- [QUOTED PASSAGE]:
※ ※ ※
For a study, researchers sought to report acute changes in patient-reported quality of life (PRQOL) using the EPIC-26 questionnaire, a 26-item expanded prostate index composite, using hypofractionated intensity-modulated proton beam therapy (H-IMPT) targeting the prostate and the pelvic lymph nodes for high-risk or unfavorable intermediate-risk prostate cancer.

The study enrolled 55 patients. In 25 fractions, H-IMPT delivered 67.5 GyE to the prostate and seminal vesicles and 45 GyE to the pelvic lymph nodes. The urinary incontinence (UI), urinary irritative/obstructive symptoms (UO), and bowel function (BF) areas of the EPIC-26 questionnaire were used to measure PRQOL. The mean changes in domain scores from baseline through the conclusion of therapy and three months after treatment were examined. A score change of >50% of the baseline standard deviation was deemed to be a clinically significant change (or minimum critical change).
※ ※ ※
- [SUPPLIED RECORDS]:
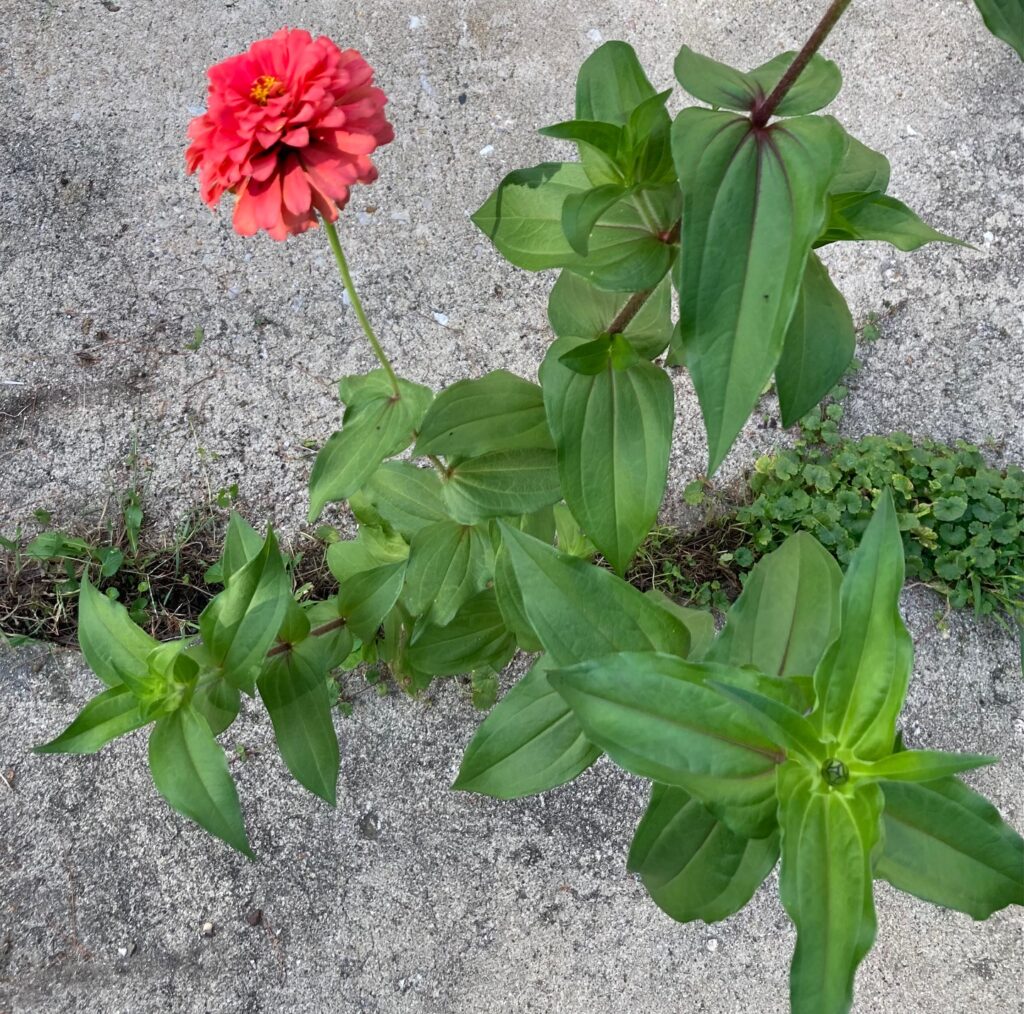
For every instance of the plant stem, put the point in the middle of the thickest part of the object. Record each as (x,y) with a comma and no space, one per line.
(630,310)
(353,296)
(315,632)
(763,112)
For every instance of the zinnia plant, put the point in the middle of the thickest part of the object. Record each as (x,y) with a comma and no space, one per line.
(778,737)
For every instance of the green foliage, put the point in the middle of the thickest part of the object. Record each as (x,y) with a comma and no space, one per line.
(1005,18)
(750,756)
(962,520)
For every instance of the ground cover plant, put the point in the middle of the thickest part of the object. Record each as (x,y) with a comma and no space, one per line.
(776,747)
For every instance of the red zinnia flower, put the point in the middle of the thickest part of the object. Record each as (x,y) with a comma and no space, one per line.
(290,126)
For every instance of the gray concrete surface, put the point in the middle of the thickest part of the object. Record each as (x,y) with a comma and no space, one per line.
(410,898)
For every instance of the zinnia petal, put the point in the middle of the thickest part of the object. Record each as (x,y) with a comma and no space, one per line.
(289,128)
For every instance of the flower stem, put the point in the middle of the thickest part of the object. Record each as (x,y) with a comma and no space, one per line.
(353,297)
(763,112)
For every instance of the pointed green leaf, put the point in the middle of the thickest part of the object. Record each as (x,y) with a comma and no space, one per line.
(475,637)
(818,346)
(612,434)
(861,170)
(817,85)
(510,602)
(654,715)
(115,647)
(190,772)
(370,549)
(578,309)
(780,723)
(240,624)
(692,865)
(377,426)
(862,679)
(295,693)
(366,598)
(580,610)
(699,623)
(605,137)
(528,744)
(787,614)
(242,543)
(216,701)
(1005,18)
(401,496)
(503,482)
(107,716)
(919,765)
(825,885)
(947,845)
(755,202)
(581,212)
(523,219)
(611,84)
(497,412)
(875,216)
(449,563)
(728,88)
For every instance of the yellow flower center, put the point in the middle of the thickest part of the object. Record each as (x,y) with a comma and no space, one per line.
(264,87)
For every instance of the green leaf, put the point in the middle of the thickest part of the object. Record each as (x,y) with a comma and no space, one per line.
(1005,18)
(699,623)
(612,435)
(862,679)
(377,425)
(509,597)
(818,346)
(107,716)
(605,137)
(370,549)
(523,219)
(578,309)
(947,845)
(366,598)
(402,496)
(861,170)
(611,84)
(295,693)
(528,744)
(755,202)
(190,772)
(780,723)
(728,88)
(449,563)
(875,216)
(787,614)
(817,85)
(825,885)
(216,701)
(115,647)
(919,765)
(580,610)
(503,482)
(582,211)
(497,412)
(476,637)
(242,543)
(654,715)
(239,626)
(692,865)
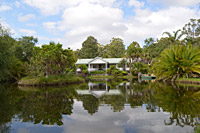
※ ※ ※
- [WHAT IS REQUIRED]: Can you repeat the stretch from "For a study, researchers" through "intermediate-risk prostate cancer." in the proton therapy study summary, swapping "researchers" for "investigators"?

- [SOLVED EXERCISE]:
For a study, investigators sought to report acute changes in patient-reported quality of life (PRQOL) using the EPIC-26 questionnaire, a 26-item expanded prostate index composite, using hypofractionated intensity-modulated proton beam therapy (H-IMPT) targeting the prostate and the pelvic lymph nodes for high-risk or unfavorable intermediate-risk prostate cancer.